- _What to do_
Rewrite the entries from the line with "the truck wheel" to the line with "left=384, top=166, right=535, bottom=242", replacing "bounding box" with "enclosing rectangle" and leaving everything else unchanged. Return only those lines.

::::

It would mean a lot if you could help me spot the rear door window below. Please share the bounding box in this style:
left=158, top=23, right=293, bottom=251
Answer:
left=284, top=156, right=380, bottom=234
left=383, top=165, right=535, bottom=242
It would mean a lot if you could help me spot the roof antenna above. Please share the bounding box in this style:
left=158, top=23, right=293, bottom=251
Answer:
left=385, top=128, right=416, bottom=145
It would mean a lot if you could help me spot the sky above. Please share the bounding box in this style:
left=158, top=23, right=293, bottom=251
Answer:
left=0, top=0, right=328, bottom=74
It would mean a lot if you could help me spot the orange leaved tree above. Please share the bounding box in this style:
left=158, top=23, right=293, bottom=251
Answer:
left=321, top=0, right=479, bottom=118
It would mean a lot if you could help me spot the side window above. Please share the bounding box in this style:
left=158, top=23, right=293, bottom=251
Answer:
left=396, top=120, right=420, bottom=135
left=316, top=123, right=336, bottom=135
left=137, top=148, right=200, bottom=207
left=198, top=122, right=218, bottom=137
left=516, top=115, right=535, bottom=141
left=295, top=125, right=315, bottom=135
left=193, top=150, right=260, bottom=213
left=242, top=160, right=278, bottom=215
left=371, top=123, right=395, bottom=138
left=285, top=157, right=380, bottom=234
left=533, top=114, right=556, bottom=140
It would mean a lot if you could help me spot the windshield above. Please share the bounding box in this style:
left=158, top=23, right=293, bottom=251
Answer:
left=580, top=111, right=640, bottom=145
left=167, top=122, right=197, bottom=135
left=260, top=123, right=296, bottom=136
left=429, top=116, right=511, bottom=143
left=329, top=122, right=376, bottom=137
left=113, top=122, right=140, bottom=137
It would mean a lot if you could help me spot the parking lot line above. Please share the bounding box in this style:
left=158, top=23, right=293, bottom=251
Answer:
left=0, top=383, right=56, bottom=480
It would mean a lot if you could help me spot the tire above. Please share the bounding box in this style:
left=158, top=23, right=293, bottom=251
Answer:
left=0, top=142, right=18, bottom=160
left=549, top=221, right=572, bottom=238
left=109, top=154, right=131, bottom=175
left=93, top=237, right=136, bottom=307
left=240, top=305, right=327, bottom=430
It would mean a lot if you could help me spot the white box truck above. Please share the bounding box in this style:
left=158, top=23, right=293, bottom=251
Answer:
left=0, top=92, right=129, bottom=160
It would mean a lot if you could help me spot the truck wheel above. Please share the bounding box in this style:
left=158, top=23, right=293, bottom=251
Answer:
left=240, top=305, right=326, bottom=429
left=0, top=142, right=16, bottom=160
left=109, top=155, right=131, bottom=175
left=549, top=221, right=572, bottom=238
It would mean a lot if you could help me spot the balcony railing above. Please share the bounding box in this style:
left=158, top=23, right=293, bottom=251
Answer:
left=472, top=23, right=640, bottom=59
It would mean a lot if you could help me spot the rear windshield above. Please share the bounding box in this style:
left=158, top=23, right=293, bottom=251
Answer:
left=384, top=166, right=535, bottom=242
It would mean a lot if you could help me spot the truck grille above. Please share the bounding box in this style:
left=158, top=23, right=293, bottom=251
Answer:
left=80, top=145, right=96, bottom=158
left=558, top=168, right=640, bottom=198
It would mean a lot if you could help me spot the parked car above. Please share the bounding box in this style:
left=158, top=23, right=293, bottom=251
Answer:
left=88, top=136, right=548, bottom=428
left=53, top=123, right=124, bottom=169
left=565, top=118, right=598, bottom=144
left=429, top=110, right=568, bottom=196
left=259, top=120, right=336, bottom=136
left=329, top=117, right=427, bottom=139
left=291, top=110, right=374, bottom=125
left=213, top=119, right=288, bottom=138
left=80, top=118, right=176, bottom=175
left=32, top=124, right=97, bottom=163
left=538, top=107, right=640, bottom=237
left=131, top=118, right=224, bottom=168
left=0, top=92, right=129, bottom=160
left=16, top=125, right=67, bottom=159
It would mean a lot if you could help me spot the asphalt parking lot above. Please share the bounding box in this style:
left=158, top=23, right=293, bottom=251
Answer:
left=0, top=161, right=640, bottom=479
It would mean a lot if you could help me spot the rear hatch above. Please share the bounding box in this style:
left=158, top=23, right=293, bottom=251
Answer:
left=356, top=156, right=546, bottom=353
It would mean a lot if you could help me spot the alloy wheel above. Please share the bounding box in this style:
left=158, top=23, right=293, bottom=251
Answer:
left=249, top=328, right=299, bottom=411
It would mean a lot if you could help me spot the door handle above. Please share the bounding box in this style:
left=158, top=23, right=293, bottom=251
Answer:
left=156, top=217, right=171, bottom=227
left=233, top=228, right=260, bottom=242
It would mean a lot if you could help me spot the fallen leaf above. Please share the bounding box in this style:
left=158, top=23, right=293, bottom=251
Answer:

::::

- _Finished answer_
It would mean a lot if you could help me spot the truck wheel above. Please share the enclosing rectangle in this style:
left=158, top=23, right=293, bottom=251
Answer:
left=240, top=305, right=326, bottom=429
left=0, top=142, right=16, bottom=160
left=109, top=155, right=131, bottom=175
left=549, top=221, right=572, bottom=238
It would mean a lot if you could help me spot the balcony railing above. Please share the enclosing rectangle in this style:
left=158, top=23, right=293, bottom=251
Answer:
left=472, top=23, right=640, bottom=59
It would mean a lot if you could help me spot the rear windshield above. Please share the enclosing rectangle in this style:
left=158, top=23, right=293, bottom=251
Answer:
left=384, top=166, right=535, bottom=242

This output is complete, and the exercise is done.